=== TESTO ESTRATTO ===
Shakerato, non mescolato. Viaggio nei drink dei film classici pt. 5 Speciali di Natale
venerdì, dicembre 13, 2024IMPORTANTE: Potete ascoltare questo articolo in formato audio. Su iPhone: aprite Safari, andate alla pagina dell’articolo, toccate AA nella barra indirizzi e scegliete “Ascolta pagina”. Su Android: aprite l’app Google o Google Chrome, aprite l’articolo, toccate i 3 puntini in alto a destra e poi “Ascolta la pagina”.
Non c’è niente di meglio, nelle fredde serate d’inverno, di una tazza bollente tra le mani. Può essere una cioccolata calda, un tè speziato… ma oggi parliamo di cocktail caldi. Quei drink fumanti e confortanti che sembrano fatti apposta per accompagnare una serata davanti al caminetto o per scaldarci dopo una passeggiata al freddo.
Se avete letto i miei articoli precedenti (li trovate qui), saprete già quanto mi affascini il mondo dei cocktail, nonostante la mia dichiarata astemia. Quello che mi conquista, come sempre, non è tanto il bicchiere, quanto la storia che si nasconde dietro ogni drink: chi l’ha inventato, perché sono stati scelti certi ingredienti, e come queste bevande hanno fatto il loro ingresso nella cultura e, naturalmente, nel cinema.
In questa tappa del nostro viaggio, ci immergeremo tra gli aromi speziati e le storie avvolgenti di alcuni cocktail caldi. Alcuni, come il Mulled Wine, ci riportano ai fasti dell’antica Roma, mentre altri, come l’Eggnog, erano talmente amati da finire nei diari personali di George Washington (anche se con una piccola dimenticanza nella ricetta!). E non mancheranno i collegamenti con il cinema: dal classico natalizio La vita è meravigliosa alla meno conosciuta ma incantevole Un sacco d’oro.
1) Irish Coffee
L’Irish Coffee nasce in una fredda notte d’inverno del 1943, nella cittadina irlandese di Foynes, un crocevia fondamentale per i voli transatlantici. Negli anni Quaranta, l’aeroporto di Foynes accoglie politici, scrittori e le più grandi star di Hollywood, in transito verso l’Europa.
=== SEZIONE DATI ===
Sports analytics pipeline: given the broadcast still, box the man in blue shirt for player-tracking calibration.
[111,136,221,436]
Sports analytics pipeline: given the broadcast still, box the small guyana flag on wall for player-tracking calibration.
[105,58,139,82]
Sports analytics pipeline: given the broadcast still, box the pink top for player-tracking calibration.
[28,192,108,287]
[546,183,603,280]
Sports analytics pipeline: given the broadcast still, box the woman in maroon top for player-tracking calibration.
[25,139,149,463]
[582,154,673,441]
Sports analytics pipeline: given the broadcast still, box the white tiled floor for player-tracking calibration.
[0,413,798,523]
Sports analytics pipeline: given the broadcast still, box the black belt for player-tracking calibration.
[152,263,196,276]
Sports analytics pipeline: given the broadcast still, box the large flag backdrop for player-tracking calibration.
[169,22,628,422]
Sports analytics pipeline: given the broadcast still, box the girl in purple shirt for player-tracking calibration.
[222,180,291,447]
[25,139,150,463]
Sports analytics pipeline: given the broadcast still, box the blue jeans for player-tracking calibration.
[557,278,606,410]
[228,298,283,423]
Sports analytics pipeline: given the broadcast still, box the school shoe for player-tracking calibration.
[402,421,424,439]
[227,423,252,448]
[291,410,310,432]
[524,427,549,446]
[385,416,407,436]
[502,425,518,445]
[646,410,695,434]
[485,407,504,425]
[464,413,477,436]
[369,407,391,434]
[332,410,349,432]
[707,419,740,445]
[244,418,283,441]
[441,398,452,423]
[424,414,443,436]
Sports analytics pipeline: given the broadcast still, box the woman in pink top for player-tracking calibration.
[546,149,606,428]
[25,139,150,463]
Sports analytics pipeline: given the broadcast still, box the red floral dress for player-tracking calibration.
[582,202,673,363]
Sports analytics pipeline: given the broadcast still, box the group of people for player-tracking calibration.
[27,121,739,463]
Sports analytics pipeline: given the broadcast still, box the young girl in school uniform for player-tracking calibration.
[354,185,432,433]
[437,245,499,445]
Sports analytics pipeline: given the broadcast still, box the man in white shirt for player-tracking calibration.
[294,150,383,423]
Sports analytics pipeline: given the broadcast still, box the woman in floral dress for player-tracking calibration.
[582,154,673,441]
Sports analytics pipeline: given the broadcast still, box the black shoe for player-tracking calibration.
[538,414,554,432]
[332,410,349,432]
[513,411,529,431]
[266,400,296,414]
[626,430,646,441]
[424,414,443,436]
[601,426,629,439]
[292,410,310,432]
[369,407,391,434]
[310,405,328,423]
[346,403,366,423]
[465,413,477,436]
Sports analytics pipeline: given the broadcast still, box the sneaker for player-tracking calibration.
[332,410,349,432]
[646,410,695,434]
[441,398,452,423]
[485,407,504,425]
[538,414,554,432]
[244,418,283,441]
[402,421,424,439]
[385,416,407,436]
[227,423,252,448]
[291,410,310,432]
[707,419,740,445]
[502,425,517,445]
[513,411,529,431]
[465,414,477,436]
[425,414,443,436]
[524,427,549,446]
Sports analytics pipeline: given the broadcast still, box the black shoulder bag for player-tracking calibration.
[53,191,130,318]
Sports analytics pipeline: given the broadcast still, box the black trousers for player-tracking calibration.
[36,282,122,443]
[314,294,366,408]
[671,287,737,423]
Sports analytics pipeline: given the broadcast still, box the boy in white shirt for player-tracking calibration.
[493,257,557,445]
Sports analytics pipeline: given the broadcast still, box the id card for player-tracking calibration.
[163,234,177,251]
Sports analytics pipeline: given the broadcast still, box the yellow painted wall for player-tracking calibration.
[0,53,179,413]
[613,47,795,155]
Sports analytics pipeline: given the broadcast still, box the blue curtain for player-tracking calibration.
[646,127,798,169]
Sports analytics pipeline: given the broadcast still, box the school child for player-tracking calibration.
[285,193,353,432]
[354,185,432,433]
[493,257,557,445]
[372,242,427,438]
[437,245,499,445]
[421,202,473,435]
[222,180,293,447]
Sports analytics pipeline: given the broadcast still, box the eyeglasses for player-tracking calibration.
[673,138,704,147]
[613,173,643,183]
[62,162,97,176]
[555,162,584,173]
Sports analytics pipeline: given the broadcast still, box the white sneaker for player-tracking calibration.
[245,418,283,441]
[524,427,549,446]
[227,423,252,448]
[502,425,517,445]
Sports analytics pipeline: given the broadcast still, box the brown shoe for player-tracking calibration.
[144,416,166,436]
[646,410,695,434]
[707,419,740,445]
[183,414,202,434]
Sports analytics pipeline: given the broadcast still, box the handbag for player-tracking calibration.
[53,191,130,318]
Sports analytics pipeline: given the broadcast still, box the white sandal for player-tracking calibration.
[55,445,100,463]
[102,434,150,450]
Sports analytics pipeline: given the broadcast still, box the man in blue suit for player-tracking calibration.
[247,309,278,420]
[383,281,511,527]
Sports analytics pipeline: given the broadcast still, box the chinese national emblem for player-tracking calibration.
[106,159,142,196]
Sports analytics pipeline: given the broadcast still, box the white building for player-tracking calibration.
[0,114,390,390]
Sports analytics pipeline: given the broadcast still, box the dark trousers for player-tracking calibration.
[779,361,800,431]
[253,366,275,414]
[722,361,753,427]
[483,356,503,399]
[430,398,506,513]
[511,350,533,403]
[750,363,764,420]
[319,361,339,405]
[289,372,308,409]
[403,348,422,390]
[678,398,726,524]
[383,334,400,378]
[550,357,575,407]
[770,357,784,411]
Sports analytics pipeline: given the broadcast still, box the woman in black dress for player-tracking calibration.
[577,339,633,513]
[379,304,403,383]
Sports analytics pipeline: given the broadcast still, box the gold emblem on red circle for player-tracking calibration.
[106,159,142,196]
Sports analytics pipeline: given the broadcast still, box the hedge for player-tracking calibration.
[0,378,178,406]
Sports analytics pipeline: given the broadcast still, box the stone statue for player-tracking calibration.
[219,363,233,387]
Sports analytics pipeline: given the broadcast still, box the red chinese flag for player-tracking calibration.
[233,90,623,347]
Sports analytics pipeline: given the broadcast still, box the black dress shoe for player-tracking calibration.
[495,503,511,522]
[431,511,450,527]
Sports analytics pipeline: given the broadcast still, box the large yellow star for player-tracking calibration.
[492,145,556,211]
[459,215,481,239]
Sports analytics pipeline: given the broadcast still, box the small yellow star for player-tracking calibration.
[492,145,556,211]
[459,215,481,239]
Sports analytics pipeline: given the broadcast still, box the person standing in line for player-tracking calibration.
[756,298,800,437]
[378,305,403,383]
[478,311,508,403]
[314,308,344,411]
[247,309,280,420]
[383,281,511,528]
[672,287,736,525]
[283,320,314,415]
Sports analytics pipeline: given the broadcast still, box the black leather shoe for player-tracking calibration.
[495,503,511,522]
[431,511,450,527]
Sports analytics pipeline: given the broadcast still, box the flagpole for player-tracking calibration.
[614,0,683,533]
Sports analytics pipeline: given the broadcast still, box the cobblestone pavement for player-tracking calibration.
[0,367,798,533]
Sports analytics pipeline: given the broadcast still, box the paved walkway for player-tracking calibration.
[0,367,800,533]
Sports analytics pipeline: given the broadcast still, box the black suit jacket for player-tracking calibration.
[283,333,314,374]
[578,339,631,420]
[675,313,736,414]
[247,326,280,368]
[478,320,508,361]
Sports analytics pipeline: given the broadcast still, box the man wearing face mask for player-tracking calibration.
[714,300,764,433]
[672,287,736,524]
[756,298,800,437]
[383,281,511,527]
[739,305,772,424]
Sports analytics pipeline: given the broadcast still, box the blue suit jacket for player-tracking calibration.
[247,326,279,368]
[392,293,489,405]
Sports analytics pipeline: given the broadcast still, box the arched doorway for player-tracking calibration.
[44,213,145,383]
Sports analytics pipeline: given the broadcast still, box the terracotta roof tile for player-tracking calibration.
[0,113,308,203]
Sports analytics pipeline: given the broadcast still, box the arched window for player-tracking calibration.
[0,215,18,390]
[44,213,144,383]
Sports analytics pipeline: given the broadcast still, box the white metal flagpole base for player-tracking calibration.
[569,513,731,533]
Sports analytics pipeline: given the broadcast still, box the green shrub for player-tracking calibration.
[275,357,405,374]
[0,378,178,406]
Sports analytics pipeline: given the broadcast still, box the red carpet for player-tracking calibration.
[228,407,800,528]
===
Riassumi il testo estratto in due frasi. I record provengono da una fonte diversa dal testo estratto.

Il testo estratto, quinta tappa di un viaggio nei drink dei film classici, è dedicato ai cocktail caldi, come il Mulled Wine, che rimanda all'antica Roma, e l'Eggnog, finito nei diari di George Washington, con collegamenti a film come La vita è meravigliosa e Un sacco d'oro. Il primo drink trattato è l'Irish Coffee, nato in una fredda notte d'inverno del 1943 a Foynes, cittadina irlandese crocevia dei voli transatlantici.